— BEGIN —

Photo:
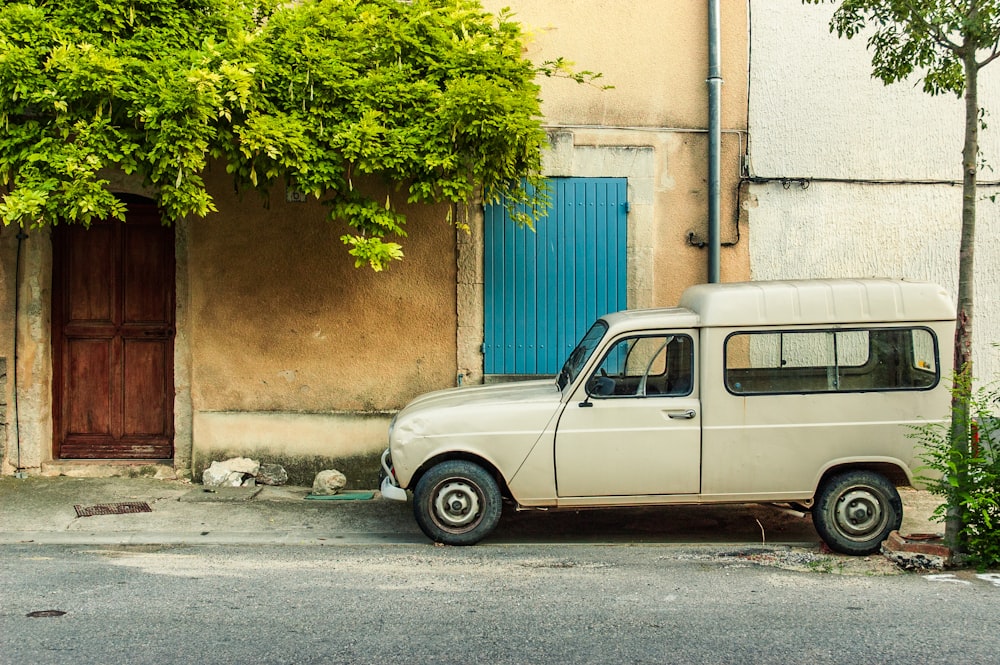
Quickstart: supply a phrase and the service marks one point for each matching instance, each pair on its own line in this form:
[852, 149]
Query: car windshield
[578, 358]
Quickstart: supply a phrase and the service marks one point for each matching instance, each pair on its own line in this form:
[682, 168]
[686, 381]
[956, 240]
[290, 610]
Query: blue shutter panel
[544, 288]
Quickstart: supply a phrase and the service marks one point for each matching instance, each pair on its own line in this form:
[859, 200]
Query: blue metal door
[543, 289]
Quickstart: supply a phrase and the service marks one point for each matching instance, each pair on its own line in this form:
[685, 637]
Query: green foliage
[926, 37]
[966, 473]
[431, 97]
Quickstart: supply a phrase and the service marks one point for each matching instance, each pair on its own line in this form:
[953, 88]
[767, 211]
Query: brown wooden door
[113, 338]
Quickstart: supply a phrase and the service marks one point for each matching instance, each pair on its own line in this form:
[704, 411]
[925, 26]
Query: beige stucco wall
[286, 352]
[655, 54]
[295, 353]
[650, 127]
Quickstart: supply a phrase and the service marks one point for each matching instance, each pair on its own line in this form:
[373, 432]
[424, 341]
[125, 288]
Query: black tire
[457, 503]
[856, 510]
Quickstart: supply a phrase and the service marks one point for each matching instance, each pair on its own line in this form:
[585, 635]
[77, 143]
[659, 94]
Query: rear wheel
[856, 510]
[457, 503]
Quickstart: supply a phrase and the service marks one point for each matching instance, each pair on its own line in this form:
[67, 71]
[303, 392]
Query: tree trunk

— END —
— BEGIN —

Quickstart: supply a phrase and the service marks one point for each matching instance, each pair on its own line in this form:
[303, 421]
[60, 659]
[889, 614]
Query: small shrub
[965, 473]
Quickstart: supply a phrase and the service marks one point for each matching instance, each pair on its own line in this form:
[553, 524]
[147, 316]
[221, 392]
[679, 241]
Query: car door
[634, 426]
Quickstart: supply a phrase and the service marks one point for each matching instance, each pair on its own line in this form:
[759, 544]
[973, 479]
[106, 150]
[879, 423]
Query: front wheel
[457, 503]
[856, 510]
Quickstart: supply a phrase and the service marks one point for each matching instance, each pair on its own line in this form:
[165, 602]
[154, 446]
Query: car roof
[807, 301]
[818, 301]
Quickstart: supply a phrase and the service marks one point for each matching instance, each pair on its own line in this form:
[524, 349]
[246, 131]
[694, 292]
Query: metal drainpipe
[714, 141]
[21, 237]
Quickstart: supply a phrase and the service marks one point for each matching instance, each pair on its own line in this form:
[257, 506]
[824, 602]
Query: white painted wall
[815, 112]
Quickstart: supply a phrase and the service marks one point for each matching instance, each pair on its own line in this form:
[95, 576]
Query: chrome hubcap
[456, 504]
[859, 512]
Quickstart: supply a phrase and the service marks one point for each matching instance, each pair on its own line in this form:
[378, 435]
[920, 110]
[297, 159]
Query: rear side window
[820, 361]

— END —
— BEGIN —

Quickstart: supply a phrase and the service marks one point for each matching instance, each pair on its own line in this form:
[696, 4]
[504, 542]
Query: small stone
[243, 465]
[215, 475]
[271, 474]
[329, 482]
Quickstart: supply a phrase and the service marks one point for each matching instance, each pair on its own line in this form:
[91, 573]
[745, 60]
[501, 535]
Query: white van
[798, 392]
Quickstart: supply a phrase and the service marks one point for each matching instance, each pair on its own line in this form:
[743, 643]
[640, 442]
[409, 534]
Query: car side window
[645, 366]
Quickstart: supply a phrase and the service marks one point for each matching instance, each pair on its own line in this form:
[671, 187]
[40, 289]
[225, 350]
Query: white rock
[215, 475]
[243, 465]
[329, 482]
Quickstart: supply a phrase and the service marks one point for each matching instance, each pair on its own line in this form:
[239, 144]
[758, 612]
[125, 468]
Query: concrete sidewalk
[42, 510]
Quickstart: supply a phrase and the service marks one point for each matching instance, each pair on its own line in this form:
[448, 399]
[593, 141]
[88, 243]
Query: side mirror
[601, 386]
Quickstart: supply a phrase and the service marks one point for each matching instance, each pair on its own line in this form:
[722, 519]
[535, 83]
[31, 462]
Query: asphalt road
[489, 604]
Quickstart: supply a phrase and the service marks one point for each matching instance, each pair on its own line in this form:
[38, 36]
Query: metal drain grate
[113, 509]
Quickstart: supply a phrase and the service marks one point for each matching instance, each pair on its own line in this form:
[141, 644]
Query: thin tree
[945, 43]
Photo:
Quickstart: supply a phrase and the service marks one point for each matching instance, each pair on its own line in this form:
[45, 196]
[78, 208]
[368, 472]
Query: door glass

— END —

Stated problem>
Return each line of the data above that contains the string "door". Matching is case-sensitive.

Problem solution>
Query: blue metal door
Query: brown wooden door
Query: car door
Query: door glass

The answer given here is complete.